SET TASK:
Pick out and copy every line of the listing that contains the word "crop", matching its case exactly.

— Begin EXTRACTED RECORDS —

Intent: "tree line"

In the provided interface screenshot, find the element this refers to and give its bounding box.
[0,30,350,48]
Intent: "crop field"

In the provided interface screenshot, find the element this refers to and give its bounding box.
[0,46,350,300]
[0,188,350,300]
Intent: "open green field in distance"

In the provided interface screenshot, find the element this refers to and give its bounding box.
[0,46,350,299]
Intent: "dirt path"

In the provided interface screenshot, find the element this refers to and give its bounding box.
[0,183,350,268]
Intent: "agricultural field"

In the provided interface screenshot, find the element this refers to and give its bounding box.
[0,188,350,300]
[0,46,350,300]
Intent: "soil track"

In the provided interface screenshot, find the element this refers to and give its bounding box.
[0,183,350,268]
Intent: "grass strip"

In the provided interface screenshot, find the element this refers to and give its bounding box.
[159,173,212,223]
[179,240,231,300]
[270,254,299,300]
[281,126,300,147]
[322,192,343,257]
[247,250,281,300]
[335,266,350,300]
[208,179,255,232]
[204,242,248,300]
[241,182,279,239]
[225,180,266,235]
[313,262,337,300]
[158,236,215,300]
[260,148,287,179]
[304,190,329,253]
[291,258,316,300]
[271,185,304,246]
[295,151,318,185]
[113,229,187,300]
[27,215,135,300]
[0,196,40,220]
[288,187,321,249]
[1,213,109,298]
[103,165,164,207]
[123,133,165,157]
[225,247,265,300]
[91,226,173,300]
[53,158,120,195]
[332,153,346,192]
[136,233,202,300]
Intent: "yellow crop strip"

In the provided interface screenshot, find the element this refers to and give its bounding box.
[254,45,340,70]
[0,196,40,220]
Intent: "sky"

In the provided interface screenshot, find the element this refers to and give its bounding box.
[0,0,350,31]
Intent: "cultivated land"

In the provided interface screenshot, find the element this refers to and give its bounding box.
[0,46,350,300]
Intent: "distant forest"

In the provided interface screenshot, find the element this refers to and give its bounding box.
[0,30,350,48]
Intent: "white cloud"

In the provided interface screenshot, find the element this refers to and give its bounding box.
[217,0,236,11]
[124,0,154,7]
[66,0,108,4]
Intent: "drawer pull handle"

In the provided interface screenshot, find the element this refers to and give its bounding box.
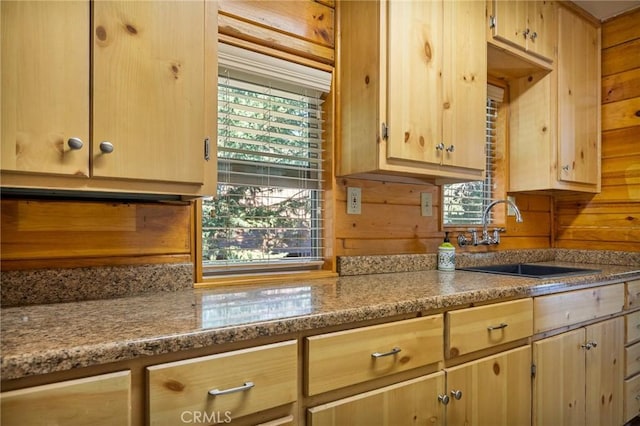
[209,382,255,396]
[371,346,402,358]
[487,322,509,331]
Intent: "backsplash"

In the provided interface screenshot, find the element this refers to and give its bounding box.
[0,263,193,307]
[338,249,640,276]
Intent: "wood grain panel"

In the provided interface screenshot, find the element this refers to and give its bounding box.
[602,68,640,104]
[602,9,640,49]
[218,14,335,64]
[602,97,640,131]
[1,199,191,262]
[602,38,640,77]
[218,0,335,47]
[602,126,640,158]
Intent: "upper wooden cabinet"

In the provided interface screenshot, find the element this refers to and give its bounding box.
[1,0,217,196]
[488,0,556,62]
[338,0,487,181]
[509,2,601,193]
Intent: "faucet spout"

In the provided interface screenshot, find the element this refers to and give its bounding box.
[478,199,523,245]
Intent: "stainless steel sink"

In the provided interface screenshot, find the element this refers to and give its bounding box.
[458,263,600,278]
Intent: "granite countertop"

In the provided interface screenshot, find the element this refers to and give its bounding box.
[0,261,640,380]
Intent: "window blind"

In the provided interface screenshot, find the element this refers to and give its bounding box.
[202,45,330,274]
[442,85,504,226]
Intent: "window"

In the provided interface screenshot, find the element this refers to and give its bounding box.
[442,85,504,226]
[202,45,330,275]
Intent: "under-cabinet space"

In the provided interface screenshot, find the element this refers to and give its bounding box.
[0,371,131,426]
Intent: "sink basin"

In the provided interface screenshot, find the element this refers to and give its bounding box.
[458,263,600,278]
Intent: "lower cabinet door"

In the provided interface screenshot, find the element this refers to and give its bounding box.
[147,340,298,426]
[308,372,444,426]
[533,328,586,426]
[0,370,131,426]
[445,345,528,426]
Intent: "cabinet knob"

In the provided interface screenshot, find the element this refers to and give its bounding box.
[208,382,255,396]
[451,389,462,401]
[67,138,84,151]
[100,141,113,154]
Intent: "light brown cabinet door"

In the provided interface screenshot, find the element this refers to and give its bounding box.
[387,1,487,170]
[0,0,90,177]
[586,317,624,426]
[558,8,600,185]
[442,1,487,170]
[92,1,205,183]
[387,0,444,164]
[492,0,528,49]
[533,328,586,426]
[445,346,531,426]
[524,0,557,61]
[308,372,444,426]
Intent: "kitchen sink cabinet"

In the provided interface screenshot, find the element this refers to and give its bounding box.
[509,7,601,193]
[0,0,217,196]
[445,345,531,426]
[338,0,487,181]
[533,317,624,425]
[532,283,628,425]
[487,0,557,62]
[0,371,131,426]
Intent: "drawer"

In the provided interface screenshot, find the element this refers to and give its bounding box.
[306,314,443,395]
[624,311,640,343]
[447,299,533,357]
[622,375,640,423]
[624,342,640,377]
[533,284,624,333]
[147,340,298,425]
[624,280,640,309]
[0,371,131,426]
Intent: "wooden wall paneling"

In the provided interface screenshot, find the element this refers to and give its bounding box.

— End EXTRACTED RECORDS —

COMPLETE OUTPUT:
Intent: "crop field"
Intent: "yellow crop strip"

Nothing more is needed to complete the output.